- Given text -

Subject Re: [IB-Architect] Full and Differential Backup
Author Jim Starkey
At 02:05 PM 6/23/00 +0200, Olivier Mascia wrote:
>That's really a 'blind' proposal here, I'll have to learn much from the soon
>to be available source-code to analyze the potential difficulties of
>implementation. Let's consider the following as a rough proposal of backup
>method. It would most probably imply a ODS change, though minor. And some
>engine modifications, maybe major.

Not really. What you are describing is the mechanism the engine
used to dump a database to a journal file when creating a journal.
A close relative (and probably an even better candidate) is the
shadow create code.

>2. The backup processing is exclusive. There can only be *one* and only
>*one* backup in progress per database.

I don't think this restriction is actually necessary.

>3. The backup processing requires a separate processing thread. And
>synchronization of this thread actions with all engine actions that modify
>pages. To be considered modified ("touched") a page does not need to be
>rewritten to disk (cache). So the synchronizations needed will have to occur
>where logical modifications to pages are done. That backup thread only
>exists when a backup is in progress.

By design, disk page writes are scheduled so the database on disk
is always valid and consistent. This is not true of dirty pages
in cache. You are much safe considering page changes only the
the engine would otherwise be writing a page to disk.

>6. Here the basic idea. The backup is a sequential scan page by page of each
>pages of the main database file, followed by each secondary file.
>Essentially, the backup output (which may optionally be more or less
>compressed on the fly) is a copy of each pages in the physical order in
>which they are read. When the backup is about to read a page, all engine
>write operations to that page must be able to be suspended (here is the
>synchronization issue introduced above). The page is read (from disk or
>memory cache), depending where the "current" instance of the physical page
>is. And appended to the backup file. The writes operations of the engine to
>that page (which were suspended) are resumed. The backup thread keeps a
>current page info : the "highest" page that has been copied to the backup.
>The engine internal operations have to be modified to check
>(synchronization again) that "highest" backuped page before any attempt to
>update any page. The key idea is this : if the about to modified page HAS
>NOT yet been processed by the backup thread, green light, the engine may
>proceed normally. If the page HAS ALREADY been backed up, the page
>identification (can we speak of a page number ?) is appended to a log. That
>log may be in RAM or in a sequential append disk file. And the engine update
>the page.

May I make two suggestions to simplify this?

First, relax the requirement that pages be written in order. The
engine is always free write a page above the backup high water mark.

- Stored entries -
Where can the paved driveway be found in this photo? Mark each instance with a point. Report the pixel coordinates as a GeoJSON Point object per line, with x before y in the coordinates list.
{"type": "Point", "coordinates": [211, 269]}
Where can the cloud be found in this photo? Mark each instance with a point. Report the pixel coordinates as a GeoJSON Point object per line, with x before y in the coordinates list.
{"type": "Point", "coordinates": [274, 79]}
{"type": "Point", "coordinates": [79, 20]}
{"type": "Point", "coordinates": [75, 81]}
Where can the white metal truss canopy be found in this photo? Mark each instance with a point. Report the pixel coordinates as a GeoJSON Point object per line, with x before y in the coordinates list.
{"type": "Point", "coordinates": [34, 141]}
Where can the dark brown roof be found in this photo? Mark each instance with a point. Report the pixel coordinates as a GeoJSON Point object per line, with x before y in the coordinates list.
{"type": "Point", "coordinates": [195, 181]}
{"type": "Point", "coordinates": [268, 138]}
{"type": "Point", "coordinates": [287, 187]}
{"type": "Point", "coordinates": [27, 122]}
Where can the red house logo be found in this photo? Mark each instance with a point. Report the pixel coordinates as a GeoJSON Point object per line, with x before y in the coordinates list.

- Task to complete -
Reproduce word for word the part of the backup thread between "Subject Re: [IB-Architect]" and "shadow create code.", inclusive.

- Output of the task -
Subject Re: [IB-Architect] Full and Differential Backup
Author Jim Starkey
At 02:05 PM 6/23/00 +0200, Olivier Mascia wrote:
>That's really a 'blind' proposal here, I'll have to learn much from the soon
>to be available source-code to analyze the potential difficulties of
>implementation. Let's consider the following as a rough proposal of backup
>method. It would most probably imply a ODS change, though minor. And some
>engine modifications, maybe major.

Not really. What you are describing is the mechanism the engine
used to dump a database to a journal file when creating a journal.
A close relative (and probably an even better candidate) is the
shadow create code.